RECORDS TO USE:
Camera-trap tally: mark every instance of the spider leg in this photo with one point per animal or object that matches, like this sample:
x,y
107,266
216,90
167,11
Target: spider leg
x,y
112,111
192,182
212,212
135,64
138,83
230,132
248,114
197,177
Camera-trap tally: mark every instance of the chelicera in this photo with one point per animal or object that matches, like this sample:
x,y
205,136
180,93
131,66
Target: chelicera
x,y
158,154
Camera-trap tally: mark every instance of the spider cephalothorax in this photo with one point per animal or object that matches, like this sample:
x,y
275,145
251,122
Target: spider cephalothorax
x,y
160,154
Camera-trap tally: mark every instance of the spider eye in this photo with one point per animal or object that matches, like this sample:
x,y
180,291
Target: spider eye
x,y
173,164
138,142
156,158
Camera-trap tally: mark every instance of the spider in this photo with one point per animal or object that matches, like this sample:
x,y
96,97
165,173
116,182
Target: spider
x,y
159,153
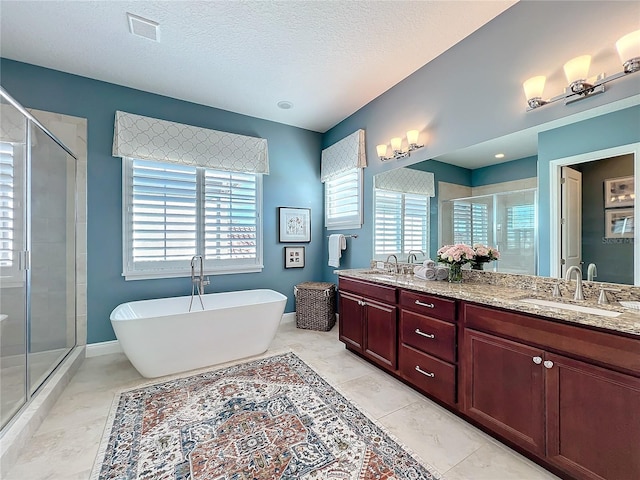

ASSIGNMENT: Your output should be the full set of entries above, restated word for word and free of pictures.

REPLY TO THE TASK:
Camera-trap tally: mark every instance of the spider leg in this photo with one point per animal or object that matches, like this sample:
x,y
107,266
216,90
167,11
Target: spider leg
x,y
112,111
192,182
212,212
135,64
138,83
230,132
248,114
197,177
Camera-trap tally: mark every instance of the chelicera in this photo with one point per animal or object that matches, like this sample:
x,y
205,136
180,93
131,66
Target: chelicera
x,y
158,154
Camera-trap tally: mark every instance of the spider cephalothorax in this photo with one point per animal or object that matches, like this sample:
x,y
275,145
251,122
Target: spider cephalothorax
x,y
160,154
Camera-trap tally: mark every instance of the spider eye in this photo with one point per animal or object that matches, like this sample:
x,y
180,291
Target: spider eye
x,y
173,164
138,142
156,158
Camera-trap tally: mark every instance of the spider in this photo with one point per animal or object that matches, like this sample:
x,y
96,97
165,173
116,182
Target: spider
x,y
159,153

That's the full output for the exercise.